Coordinate annotation entries:
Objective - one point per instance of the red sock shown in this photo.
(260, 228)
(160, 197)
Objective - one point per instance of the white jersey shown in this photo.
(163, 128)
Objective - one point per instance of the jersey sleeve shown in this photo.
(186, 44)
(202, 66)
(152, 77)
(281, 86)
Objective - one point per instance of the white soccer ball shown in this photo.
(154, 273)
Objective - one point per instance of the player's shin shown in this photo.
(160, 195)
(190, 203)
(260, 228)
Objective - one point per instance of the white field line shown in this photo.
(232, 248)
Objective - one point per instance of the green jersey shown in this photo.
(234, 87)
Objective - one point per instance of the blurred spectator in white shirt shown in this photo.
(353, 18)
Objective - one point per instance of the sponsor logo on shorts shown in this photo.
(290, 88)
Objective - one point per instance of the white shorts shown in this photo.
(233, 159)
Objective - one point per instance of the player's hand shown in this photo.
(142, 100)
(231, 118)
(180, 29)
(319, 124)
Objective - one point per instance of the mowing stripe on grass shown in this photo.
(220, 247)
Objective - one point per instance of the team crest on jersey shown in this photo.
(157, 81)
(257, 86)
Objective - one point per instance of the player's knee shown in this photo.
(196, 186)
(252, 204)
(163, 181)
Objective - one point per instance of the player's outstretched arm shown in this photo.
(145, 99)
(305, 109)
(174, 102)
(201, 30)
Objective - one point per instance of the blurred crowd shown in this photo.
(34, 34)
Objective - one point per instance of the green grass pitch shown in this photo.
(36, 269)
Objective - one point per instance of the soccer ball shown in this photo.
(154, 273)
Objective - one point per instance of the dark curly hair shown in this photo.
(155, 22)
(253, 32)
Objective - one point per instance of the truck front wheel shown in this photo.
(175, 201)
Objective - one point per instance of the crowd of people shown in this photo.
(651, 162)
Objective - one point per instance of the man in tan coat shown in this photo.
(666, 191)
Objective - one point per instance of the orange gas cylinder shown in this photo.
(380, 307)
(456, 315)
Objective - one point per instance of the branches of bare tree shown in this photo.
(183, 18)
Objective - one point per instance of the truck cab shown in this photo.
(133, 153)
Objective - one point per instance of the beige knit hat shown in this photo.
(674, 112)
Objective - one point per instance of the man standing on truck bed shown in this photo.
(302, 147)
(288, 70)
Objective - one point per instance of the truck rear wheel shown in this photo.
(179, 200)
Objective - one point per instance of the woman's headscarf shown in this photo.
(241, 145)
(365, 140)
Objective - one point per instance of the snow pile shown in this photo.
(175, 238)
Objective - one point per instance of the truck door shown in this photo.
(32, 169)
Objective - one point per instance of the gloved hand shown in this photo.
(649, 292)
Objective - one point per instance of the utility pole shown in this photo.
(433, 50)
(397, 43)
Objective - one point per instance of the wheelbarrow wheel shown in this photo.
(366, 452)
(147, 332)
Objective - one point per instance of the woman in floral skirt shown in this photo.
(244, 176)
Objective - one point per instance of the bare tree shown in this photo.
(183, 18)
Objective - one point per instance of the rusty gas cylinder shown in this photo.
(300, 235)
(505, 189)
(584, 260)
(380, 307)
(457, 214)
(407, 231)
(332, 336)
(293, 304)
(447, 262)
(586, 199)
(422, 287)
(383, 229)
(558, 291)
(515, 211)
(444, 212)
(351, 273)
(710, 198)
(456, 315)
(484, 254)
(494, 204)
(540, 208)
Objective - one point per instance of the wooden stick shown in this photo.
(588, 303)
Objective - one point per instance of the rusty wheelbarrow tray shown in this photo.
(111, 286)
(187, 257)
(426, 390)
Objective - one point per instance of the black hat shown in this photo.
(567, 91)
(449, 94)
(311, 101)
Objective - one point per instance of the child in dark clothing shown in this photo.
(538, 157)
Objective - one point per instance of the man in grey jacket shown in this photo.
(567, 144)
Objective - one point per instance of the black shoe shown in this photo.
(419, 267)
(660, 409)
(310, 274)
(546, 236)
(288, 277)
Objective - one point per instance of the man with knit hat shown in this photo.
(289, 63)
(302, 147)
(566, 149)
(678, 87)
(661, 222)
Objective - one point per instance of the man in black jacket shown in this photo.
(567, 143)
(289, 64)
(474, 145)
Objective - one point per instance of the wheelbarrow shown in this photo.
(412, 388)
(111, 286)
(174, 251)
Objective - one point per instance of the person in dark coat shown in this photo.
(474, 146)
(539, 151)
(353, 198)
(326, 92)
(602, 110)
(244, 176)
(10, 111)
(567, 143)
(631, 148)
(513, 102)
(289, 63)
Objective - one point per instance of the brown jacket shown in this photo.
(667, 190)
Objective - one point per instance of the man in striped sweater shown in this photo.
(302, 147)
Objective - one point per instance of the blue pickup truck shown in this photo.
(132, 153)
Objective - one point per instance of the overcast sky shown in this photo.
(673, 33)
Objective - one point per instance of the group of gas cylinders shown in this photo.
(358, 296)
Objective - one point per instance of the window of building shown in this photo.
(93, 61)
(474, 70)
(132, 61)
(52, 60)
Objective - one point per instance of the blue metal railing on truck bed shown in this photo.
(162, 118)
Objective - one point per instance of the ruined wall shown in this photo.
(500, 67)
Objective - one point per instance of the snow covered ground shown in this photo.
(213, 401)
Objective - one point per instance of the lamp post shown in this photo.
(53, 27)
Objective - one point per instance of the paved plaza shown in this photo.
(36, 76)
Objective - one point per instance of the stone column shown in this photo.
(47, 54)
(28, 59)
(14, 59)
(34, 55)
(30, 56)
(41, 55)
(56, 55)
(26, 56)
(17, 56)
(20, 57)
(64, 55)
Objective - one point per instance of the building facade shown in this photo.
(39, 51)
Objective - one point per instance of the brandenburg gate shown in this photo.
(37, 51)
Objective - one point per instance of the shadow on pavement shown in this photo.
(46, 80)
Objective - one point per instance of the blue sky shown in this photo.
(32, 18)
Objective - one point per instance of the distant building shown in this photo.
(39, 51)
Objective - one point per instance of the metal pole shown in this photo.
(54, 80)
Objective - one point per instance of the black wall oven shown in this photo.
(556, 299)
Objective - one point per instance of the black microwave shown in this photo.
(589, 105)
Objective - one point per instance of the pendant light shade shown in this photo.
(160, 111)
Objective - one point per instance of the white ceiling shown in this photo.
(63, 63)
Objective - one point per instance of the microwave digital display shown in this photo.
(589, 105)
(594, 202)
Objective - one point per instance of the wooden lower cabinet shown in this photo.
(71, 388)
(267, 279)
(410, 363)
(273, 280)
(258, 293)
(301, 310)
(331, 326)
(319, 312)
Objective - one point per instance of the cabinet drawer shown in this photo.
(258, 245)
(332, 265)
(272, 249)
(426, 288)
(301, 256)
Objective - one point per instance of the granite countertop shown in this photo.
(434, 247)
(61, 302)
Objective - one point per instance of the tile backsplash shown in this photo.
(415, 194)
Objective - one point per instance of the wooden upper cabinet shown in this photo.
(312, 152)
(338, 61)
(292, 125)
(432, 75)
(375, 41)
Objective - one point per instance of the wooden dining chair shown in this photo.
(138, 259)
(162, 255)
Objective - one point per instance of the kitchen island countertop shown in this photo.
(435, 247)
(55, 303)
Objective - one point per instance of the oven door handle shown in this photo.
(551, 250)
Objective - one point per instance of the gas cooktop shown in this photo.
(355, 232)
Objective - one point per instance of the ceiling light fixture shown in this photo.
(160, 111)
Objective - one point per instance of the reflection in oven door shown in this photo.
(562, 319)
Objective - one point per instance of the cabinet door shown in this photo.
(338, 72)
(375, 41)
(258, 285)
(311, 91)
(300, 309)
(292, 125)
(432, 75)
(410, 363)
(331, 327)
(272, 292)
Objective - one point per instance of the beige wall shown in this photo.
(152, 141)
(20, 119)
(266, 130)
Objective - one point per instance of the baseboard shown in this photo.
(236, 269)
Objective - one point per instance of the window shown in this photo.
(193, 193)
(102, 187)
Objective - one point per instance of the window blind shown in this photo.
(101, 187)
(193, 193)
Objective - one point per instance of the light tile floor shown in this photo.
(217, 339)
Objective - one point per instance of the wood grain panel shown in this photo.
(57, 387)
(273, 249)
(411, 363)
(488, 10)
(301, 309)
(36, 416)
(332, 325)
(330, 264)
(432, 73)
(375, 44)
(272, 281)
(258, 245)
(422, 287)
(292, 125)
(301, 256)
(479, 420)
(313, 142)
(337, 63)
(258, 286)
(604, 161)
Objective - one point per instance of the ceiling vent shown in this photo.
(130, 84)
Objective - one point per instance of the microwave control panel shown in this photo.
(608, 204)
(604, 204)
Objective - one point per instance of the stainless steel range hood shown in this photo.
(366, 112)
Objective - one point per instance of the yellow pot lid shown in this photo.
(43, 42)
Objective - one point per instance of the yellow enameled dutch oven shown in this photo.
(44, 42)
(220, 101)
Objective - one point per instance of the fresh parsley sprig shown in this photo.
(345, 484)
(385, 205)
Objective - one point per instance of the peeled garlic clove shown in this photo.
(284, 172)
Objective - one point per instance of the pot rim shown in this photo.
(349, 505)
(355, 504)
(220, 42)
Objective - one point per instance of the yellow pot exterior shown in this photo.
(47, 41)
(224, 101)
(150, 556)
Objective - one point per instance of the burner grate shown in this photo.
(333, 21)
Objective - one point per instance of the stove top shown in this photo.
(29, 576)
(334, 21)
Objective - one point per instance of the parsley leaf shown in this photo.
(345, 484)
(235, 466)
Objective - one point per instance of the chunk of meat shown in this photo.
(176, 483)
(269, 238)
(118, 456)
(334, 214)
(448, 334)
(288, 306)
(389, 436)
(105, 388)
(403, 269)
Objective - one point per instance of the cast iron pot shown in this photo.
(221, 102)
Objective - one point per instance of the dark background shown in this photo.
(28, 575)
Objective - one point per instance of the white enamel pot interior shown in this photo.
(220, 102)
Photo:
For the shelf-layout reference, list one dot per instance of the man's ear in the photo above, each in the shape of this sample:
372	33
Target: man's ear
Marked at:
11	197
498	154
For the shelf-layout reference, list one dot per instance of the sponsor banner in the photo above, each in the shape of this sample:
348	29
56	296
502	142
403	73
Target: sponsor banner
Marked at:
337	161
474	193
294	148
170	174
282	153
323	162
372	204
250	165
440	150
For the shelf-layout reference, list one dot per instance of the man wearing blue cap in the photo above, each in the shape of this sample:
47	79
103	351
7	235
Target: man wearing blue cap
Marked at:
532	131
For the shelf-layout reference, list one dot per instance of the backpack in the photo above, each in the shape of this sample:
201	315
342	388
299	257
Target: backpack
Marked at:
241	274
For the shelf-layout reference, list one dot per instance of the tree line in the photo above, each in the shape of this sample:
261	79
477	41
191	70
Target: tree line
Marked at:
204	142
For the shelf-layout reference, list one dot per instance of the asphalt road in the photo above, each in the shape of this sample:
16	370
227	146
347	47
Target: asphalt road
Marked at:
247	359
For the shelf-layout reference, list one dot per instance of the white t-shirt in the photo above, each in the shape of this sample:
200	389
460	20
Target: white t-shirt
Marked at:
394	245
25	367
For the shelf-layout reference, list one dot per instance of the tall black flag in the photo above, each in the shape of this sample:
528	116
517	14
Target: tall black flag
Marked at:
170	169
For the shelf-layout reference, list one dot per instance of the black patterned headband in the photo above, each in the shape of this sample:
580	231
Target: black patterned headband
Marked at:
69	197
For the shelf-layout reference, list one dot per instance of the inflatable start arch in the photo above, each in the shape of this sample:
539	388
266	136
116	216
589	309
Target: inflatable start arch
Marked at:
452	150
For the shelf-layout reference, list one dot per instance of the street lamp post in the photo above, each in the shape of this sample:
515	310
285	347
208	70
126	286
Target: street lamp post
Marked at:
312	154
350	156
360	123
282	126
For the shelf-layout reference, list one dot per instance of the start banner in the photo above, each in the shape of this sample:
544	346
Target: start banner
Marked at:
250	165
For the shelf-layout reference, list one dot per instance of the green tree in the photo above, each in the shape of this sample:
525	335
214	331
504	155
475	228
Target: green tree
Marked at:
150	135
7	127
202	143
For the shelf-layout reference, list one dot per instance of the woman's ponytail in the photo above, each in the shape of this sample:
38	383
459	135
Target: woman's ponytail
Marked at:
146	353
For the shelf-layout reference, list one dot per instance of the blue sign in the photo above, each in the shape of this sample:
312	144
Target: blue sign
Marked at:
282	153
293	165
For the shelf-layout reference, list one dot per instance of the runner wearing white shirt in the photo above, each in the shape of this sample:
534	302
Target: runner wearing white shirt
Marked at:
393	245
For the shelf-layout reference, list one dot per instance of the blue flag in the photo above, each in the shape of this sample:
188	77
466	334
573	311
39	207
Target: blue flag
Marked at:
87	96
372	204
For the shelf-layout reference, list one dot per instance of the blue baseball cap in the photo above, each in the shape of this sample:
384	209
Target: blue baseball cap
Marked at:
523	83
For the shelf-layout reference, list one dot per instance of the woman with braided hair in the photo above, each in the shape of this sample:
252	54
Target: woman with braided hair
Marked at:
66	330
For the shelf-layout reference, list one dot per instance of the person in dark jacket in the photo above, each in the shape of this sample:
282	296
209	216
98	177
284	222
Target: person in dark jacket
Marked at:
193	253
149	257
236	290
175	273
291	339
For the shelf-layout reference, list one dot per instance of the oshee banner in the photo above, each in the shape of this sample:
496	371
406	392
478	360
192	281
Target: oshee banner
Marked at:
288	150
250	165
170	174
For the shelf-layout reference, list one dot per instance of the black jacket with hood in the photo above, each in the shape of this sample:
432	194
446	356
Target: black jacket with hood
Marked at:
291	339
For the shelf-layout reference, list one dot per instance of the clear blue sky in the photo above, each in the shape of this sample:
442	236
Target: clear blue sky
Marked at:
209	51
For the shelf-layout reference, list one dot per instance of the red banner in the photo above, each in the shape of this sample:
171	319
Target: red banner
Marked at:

Task instructions:
Return exactly the lines from the one containing "the black jacket" to the last line of the data, and nothing more.

Solution below:
For the shelf-layout reference, list one dot per instance of the black jacket with hood in the photo above, each in the shape of this sample:
432	194
446	356
Target: black jacket with hood
Marked at:
291	339
For the shelf-layout reference, list one dot per instance of the clear blue sky in the photo above, each in the shape of this sample:
442	236
Target: clear blue sky
Marked at:
209	51
For the shelf-layout reference, list one dot per instance of the red banner in the photo above, each in the shape of this sample:
171	319
Target: red banner
Marked at:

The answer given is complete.